** Action item **
The task calls for the count of lines containing "horizon" in these records, given as a number with no other words.

----------

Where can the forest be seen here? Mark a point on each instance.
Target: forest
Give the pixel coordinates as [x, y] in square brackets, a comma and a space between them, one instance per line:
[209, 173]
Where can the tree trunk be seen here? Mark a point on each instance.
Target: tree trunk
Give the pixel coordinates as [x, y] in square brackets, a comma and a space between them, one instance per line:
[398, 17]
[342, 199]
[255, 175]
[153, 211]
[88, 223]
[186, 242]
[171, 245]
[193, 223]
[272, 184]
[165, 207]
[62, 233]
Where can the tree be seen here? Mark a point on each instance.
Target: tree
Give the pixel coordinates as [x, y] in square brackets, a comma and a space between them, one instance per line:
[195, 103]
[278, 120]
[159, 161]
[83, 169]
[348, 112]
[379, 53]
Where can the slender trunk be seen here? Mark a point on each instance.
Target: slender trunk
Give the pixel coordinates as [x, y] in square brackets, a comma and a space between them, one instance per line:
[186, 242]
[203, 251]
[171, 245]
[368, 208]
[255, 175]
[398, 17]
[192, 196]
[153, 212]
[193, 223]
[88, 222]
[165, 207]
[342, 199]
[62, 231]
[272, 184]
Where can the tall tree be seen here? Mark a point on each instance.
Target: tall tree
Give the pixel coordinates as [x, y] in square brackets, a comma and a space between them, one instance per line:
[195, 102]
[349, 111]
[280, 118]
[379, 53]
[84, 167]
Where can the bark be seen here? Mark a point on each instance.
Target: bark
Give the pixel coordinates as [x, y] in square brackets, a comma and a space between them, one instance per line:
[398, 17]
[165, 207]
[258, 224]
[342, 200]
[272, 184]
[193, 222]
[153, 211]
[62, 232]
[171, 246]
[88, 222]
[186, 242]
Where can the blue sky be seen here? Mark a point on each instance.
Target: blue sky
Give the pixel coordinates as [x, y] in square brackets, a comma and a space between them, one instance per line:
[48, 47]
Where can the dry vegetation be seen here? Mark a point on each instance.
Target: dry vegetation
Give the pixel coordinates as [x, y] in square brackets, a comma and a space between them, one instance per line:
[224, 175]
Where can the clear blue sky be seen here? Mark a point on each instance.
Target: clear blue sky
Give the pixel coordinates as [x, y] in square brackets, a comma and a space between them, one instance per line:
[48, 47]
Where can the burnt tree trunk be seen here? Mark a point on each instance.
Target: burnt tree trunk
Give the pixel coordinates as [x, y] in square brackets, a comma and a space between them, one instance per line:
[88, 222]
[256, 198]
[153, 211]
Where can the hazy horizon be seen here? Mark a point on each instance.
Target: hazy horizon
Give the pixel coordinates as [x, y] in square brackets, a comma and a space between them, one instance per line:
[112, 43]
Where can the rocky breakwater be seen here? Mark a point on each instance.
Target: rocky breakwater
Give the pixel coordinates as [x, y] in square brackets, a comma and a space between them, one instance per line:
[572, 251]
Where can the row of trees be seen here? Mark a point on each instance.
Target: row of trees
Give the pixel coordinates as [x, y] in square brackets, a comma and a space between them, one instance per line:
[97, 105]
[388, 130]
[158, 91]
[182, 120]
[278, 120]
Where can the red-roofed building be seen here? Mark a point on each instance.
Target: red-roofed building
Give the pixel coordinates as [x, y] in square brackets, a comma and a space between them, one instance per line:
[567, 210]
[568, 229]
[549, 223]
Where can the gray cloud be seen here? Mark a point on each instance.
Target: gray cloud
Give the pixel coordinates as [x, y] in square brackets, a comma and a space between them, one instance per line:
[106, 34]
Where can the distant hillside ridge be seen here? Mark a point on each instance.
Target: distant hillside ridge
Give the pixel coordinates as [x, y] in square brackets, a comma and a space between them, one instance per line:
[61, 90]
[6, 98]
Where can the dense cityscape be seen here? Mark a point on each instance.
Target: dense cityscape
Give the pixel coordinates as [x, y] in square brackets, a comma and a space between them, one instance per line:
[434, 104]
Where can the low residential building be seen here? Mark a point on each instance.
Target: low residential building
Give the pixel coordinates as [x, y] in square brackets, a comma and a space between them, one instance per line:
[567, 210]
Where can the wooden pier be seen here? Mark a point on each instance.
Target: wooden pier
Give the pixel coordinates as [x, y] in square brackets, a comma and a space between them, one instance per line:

----------

** Output **
2